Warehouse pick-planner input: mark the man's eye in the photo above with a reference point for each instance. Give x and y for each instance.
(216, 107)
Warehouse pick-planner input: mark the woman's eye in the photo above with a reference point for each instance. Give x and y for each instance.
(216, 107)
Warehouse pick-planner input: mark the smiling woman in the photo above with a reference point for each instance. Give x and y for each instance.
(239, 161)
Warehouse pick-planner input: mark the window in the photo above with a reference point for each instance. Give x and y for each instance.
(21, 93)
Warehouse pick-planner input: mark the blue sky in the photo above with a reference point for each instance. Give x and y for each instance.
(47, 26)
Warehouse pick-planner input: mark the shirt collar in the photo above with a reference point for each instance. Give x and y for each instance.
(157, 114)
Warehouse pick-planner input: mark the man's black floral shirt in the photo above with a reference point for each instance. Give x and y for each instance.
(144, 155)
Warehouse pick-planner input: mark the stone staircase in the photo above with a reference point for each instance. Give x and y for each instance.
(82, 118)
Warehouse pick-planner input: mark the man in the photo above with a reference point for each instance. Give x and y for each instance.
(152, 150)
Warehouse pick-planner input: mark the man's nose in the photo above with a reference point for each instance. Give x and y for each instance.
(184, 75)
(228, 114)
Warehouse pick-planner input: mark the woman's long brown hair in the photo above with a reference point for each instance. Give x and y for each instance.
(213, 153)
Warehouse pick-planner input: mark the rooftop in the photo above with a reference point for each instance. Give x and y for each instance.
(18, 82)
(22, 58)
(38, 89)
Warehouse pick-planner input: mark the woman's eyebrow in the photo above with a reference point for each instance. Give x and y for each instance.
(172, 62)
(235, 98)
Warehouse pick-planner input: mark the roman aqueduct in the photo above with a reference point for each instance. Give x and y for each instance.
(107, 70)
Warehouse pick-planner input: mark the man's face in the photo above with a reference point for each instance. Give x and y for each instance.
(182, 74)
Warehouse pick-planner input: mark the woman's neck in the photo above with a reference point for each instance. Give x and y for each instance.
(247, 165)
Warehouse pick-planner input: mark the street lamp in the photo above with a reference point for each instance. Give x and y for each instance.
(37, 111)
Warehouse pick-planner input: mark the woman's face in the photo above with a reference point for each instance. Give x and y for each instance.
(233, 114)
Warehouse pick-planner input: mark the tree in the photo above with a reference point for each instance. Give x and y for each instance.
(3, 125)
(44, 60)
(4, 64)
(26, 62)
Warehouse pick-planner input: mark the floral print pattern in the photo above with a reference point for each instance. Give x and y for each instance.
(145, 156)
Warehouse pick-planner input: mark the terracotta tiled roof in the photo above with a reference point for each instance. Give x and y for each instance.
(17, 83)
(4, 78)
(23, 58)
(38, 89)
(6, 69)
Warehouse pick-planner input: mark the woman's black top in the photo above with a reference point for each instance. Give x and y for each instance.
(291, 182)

++++

Set down every line of the listing above again, word for word and unchanged.

Warehouse pick-planner input: mark the man's eye in the photo above with a reference point for each instance. Give x and y for each instance.
(216, 107)
Warehouse pick-planner input: mark the woman's eye in the photo above with a reference point for each instance. Give x and y for each instance.
(216, 107)
Warehouse pick-planner input: mark the smiling woman in the photo above with a reference point for each instance. Give x and y for each instance.
(239, 161)
Warehouse pick-planner input: mark the window in the photo above with a reference point for each instance. Give x and y for each instance.
(21, 93)
Warehouse pick-planner input: mark the blue sky in the photo above with a reference point for each instance. Give x and y for each instance.
(47, 26)
Warehouse pick-planner input: mark the shirt collar in the photo above with a reference point for each instance. Give x and y for each instance.
(157, 114)
Warehouse pick-planner input: mark the man's black floral shirt in the photo above with a reference point for each instance. Give x and y for each instance.
(144, 155)
Warehouse pick-planner input: mark the stone staircase in the photo above with a reference point for each instance. Give x and y for each instance.
(82, 118)
Warehouse pick-planner input: mark the man in the photo above with a reference point for each instance. Give x and y for each instance.
(152, 150)
Warehouse pick-planner input: mark the man's nose in the photo above with a reference point for each instance. Give x and y for each instance.
(184, 75)
(228, 114)
Warehouse pick-planner input: mark the woman's long brown hair in the photo above with a reference point for each instance. Give x and y for each instance.
(213, 153)
Warehouse pick-planner input: mark the rooftop in the photo above with a reference point for each instance. Give x and y for each instance.
(18, 82)
(22, 58)
(38, 89)
Warehouse pick-planner input: mark the woman's eyebrow in the photo above with a reference point for each instance. Give x and y for each instance.
(172, 62)
(235, 98)
Warehouse pick-planner input: mark the roman aqueduct in the photo above with a reference point for each instance. Give x and y for each instance.
(107, 70)
Warehouse pick-planner input: mark the man's face in the photo above with a reference point for each instance. Give x and y for each instance.
(182, 74)
Warehouse pick-planner input: mark the woman's neck in the photo above with a reference point for each instance. Give x and y for each instance.
(247, 165)
Warehouse pick-planner input: mark the street lamp in the photo above with a reference point for each instance. Give x and y for each instance.
(37, 111)
Warehouse pick-planner input: mark the woman's face in the photo above with a reference point for each instance. Give x and y for each instance.
(233, 114)
Warehouse pick-planner input: mark the tree in the photo above with a reference point for each instance. Give x and y for each instance.
(3, 125)
(44, 60)
(4, 64)
(26, 62)
Warehouse pick-planner input: mark the floral print pattern in the photo above with a reference point for each instance. Give x and y for each instance.
(145, 156)
Warehouse pick-planner input: mark the terracotta tiled roof in the photo above with a reference point for each instance. Give x and y for each instance.
(17, 83)
(4, 78)
(23, 58)
(38, 89)
(6, 69)
Warehouse pick-planner input: mark the woman's black top in the photo above with a reference point for each instance. Give x and y for each instance.
(291, 182)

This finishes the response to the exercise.